WRITTEN PROBLEM ▸ Count how many lines in the rows below contain the string "boulder", treating uppercase and lowercase as different. Give only the number.

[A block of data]
★ ★ ★
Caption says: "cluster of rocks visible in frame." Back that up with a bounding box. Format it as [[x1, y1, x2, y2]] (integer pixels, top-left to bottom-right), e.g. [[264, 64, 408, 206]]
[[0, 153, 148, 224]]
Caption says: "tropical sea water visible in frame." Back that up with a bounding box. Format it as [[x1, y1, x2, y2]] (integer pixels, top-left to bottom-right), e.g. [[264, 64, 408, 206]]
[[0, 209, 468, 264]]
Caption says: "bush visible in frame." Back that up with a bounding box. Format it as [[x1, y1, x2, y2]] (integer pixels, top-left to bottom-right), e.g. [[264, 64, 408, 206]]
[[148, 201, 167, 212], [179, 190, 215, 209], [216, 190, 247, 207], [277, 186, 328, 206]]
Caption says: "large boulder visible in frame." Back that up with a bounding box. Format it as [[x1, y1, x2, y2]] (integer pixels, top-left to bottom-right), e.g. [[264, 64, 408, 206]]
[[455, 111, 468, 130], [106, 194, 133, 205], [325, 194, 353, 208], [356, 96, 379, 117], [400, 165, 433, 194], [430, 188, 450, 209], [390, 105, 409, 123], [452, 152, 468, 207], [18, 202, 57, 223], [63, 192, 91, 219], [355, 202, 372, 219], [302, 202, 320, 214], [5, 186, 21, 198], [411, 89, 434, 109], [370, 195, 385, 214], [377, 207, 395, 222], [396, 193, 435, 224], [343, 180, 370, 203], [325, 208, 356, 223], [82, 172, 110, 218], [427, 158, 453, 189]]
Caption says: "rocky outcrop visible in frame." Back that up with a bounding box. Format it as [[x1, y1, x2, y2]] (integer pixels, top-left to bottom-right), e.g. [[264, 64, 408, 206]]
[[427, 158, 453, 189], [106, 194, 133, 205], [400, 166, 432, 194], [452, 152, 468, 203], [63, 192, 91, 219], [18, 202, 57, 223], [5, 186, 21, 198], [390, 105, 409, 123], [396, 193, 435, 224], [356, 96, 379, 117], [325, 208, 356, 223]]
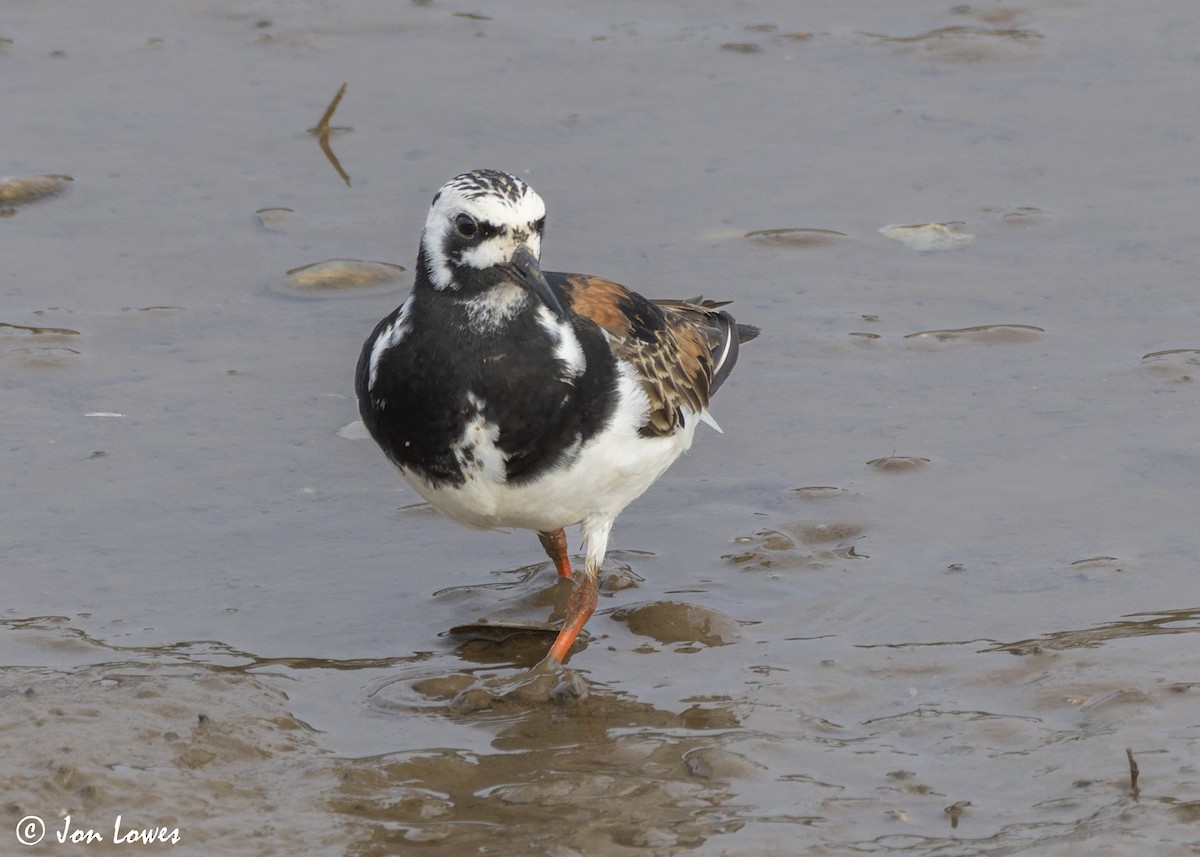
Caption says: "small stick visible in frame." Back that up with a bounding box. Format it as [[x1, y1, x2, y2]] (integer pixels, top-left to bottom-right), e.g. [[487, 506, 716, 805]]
★ ★ ★
EXERCISE RESULT ▸ 1